--- START OF Quoted passage ---
Why, in an advanced democracy with equal pay, a recent woman Prime Minister, free access to contraception and – for all practical purposes – abortion, and a transformation in attitudes to rape and sexual offences generally, did the idea persist for so long that a woman surrenders control over her body when she marries?
The arguments against such a law were not based on religion as they are in Pakistan. Nor did they necessarily arise from misogynist attitudes. The argument was simply that marital rape is difficult, if not impossible, to prove. Unless the couple is separated, and unless there are obvious signs of violence, this is undeniably true, and remains true whatever laws we pass. Marital rape is now a criminal offence, but I have not heard of a single conviction for it, and I imagine that its illegality has made no difference at all to its frequency. So should the law have been passed, even if not a single case is successfully prosecuted? My answer will have to be “Yes, but …” There is no doubt in my mind that this law is right, but at the same time no confidence that it can work.
All rape, other than stranger rape in a dark alley, is difficult to prove, with only around 5% of reported cases in the UK resulting in a conviction. In 2005, The Times (London) published a report drawing on a Home Office Study, which found that “rape attacks are increasing in England and Wales, but the number of cases that end in a successful prosecution has reached an all time low… Only 14 per cent of cases reached the trial stage, with the highest proportion of cases dropping out of the criminal justice system at an early stage.”
It is quite possible that the number of rapes taking place has indeed risen. Another explanation, not inconsistent with this, is that the criminal justice system is a victim of its own success. The police and the Crown Prosecution Service have adopted rigorous and sensitive procedures in sexual offences, including the creation of “Sexual Assault Referral Centres” for the interviewing of complainants in police stations by specially trained, and usually female, officers. As The Times reports, reforms such as these have “succeeded in encouraging more and more women to come forward to report rape but still too many cases never get into court.” Complainants may now be more prepared to define and report as rape incidents which in the past they might have regarded – or feared others would consider – as simply “a nasty experience”. The additional cases being reported, and brought to trial, may not be as strong as those which in less enlightened times made it to court.
--- END OF Quoted passage ---
--- START OF Given data ---
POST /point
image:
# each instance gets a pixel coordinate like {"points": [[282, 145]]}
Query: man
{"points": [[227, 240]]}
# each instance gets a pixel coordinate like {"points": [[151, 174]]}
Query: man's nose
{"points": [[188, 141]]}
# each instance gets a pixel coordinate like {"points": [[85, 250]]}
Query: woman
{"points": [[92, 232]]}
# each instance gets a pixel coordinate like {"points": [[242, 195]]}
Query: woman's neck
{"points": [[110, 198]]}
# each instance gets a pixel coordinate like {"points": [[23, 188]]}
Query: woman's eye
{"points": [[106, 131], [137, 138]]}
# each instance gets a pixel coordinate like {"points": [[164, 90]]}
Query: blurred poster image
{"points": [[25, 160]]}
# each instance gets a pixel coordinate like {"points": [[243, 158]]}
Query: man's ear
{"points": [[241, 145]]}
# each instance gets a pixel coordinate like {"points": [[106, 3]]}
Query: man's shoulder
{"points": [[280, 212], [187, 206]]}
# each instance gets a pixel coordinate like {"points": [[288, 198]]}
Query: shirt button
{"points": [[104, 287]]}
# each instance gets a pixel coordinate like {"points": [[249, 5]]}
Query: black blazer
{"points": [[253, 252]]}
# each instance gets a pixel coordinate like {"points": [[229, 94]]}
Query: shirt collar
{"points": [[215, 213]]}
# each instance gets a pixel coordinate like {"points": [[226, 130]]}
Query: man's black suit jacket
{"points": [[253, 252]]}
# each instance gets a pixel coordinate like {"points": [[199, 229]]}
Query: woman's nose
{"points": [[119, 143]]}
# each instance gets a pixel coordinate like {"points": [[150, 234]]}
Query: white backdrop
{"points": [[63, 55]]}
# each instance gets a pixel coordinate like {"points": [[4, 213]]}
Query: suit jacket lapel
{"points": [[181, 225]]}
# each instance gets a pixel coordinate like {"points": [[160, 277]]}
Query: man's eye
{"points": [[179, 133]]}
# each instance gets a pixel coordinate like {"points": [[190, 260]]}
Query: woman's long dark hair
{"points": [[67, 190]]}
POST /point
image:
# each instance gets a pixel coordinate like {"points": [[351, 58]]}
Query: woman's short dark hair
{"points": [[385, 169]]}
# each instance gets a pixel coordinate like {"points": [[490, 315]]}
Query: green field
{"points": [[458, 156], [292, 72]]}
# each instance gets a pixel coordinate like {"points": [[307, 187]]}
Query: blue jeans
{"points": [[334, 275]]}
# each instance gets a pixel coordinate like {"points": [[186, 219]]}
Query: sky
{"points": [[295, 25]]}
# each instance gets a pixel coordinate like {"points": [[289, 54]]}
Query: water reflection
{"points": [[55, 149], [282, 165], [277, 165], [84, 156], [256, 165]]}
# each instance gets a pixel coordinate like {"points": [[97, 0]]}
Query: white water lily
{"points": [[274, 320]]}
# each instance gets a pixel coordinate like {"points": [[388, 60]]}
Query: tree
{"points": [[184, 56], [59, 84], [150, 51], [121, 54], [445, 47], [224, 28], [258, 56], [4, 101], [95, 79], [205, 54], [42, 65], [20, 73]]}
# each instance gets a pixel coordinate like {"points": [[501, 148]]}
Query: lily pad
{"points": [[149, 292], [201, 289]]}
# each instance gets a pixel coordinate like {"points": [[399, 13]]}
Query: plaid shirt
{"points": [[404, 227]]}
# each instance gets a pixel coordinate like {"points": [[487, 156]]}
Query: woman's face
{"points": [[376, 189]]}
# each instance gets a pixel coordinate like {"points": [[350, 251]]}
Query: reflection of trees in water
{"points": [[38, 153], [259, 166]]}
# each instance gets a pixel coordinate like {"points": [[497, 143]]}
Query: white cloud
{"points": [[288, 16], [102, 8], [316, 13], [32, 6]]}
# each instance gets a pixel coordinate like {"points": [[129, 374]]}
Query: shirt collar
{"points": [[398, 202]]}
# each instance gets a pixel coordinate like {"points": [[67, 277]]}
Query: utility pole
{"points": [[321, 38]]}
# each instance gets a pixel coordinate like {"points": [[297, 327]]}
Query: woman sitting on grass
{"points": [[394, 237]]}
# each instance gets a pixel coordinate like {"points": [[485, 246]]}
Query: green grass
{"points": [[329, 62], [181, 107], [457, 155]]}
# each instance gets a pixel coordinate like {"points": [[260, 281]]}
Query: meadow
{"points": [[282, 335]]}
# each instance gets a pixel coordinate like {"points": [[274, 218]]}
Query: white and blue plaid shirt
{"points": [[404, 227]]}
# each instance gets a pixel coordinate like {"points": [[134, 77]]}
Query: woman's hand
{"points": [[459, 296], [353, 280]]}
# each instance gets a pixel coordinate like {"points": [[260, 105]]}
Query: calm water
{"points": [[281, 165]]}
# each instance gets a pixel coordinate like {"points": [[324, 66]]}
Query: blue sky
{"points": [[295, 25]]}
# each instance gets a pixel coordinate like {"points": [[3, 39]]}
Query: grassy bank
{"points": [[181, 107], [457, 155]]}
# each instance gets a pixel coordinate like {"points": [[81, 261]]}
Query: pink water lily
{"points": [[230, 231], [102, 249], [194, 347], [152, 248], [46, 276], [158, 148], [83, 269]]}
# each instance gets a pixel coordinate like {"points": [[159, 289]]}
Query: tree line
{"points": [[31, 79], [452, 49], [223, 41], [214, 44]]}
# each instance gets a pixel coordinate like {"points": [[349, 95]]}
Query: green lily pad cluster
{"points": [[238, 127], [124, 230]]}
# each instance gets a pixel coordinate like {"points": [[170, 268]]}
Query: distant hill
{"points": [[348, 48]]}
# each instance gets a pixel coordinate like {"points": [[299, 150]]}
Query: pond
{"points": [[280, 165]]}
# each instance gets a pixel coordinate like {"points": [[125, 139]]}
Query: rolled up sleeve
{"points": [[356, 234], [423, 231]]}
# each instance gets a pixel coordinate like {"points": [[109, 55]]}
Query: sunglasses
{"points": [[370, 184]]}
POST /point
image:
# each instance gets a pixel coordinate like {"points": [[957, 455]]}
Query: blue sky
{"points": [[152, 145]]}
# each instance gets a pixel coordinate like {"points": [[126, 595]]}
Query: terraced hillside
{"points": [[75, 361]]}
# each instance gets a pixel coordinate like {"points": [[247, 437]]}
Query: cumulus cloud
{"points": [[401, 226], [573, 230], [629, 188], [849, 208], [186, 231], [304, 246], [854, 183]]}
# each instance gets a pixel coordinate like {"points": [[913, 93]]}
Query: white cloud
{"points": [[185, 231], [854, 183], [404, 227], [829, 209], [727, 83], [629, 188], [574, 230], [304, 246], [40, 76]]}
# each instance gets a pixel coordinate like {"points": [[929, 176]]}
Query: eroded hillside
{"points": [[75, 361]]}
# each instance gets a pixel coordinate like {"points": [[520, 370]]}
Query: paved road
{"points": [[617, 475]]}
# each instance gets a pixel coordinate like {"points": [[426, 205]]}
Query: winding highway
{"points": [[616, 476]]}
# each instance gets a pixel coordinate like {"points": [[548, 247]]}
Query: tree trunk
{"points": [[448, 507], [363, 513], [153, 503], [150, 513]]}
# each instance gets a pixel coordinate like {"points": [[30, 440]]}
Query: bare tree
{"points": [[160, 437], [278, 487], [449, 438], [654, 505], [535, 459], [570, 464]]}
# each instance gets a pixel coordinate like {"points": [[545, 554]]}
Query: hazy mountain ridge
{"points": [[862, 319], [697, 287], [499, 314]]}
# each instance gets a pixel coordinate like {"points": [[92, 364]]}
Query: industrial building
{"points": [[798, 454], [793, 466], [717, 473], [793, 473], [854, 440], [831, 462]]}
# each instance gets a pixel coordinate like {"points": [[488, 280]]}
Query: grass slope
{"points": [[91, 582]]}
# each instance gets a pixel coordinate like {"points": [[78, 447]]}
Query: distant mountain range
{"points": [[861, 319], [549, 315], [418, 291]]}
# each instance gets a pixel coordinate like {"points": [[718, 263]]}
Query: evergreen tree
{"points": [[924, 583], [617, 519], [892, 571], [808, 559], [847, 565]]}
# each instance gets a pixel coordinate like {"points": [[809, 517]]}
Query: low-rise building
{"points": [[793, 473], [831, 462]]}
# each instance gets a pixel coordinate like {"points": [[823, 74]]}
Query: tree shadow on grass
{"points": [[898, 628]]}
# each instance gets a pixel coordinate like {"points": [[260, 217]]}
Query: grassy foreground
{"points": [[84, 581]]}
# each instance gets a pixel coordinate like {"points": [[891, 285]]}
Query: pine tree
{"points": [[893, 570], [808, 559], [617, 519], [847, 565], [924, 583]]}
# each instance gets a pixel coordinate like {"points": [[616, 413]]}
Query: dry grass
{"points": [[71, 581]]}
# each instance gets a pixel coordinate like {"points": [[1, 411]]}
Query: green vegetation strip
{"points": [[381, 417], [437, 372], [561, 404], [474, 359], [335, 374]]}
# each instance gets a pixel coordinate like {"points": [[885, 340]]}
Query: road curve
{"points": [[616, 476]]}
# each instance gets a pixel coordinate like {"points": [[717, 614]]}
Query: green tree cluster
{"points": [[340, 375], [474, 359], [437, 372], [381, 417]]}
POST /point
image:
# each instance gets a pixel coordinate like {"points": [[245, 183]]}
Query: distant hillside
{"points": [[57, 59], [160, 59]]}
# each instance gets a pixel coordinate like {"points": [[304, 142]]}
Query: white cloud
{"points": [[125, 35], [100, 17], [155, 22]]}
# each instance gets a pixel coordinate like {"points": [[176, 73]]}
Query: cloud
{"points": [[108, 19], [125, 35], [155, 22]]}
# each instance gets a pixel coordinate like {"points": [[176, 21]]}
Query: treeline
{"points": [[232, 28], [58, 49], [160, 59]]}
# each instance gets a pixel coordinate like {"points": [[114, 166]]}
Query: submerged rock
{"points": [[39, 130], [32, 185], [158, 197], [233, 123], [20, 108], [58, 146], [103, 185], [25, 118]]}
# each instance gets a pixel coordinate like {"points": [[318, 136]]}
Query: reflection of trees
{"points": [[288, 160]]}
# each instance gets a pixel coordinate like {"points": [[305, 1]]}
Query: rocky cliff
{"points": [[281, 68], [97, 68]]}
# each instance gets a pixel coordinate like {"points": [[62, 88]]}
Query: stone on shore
--- END OF Given data ---
→ **Actions to take**
1) The opening sentence of the passage on marital rape law names several features of an advanced democracy. List each of them.
2) Echo word for word the part of the passage on marital rape law starting with "Why, in an advanced" and going on through "when she marries?".
3) Carry on the passage on marital rape law from its final sentence.

→ **Task-by-task results**
1)
- Equal pay
- A recent woman Prime Minister
- Free access to contraception
- Abortion (for all practical purposes)
- A transformation in attitudes to rape and sexual offences generally

2)
Why, in an advanced democracy with equal pay, a recent woman Prime Minister, free access to contraception and – for all practical purposes – abortion, and a transformation in attitudes to rape and sexual offences generally, did the idea persist for so long that a woman surrenders control over her body when she marries?

3)
The Home Office study found a “new trend” in rape: “ a pattern of drinking behaviour where a group go to a bar and offer to buy drinks or get chatting with girls or women and assume that some kind of sexual activity can be taken for granted. Alcohol is the lubricant in the process.”
This is, in fact, not a “new trend” at all. It is the background to almost all sexual assaults. What may have changed is that women are now more prepared to regard drunken sexual assaults as crimes and to report them to the police. Sexual assault and rape are just as wrong, in my view, when the perpetrator, the victim, or both are drunk. But how easy is it to secure a conviction?
Generally it comes down to the man’s word against the woman’s. It is sometimes assumed that the man is believed because of sexism or misogyny on the part of juries. However, to say this is to oversimplify.
I have served on a jury, although not on a rape trial. It is a fascinating, if sometimes frustrating experience. The most important concept that I took from it was that of “beyond reasonable doubt”, being the burden of proof required to obtain a criminal conviction. It is not enough for you to be confident that the defendant is guilty. The prosecution must have proved its case. If it has failed to do so, and if even the slightest doubt remains, you must acquit. In Scotland there is an intermediate verdict, between “guilty” and “not guilty”. The verdict is “not proven”, which means, in effect, “not guilty, but don’t do it again”. English law does not have such a verdict, so it is all or nothing.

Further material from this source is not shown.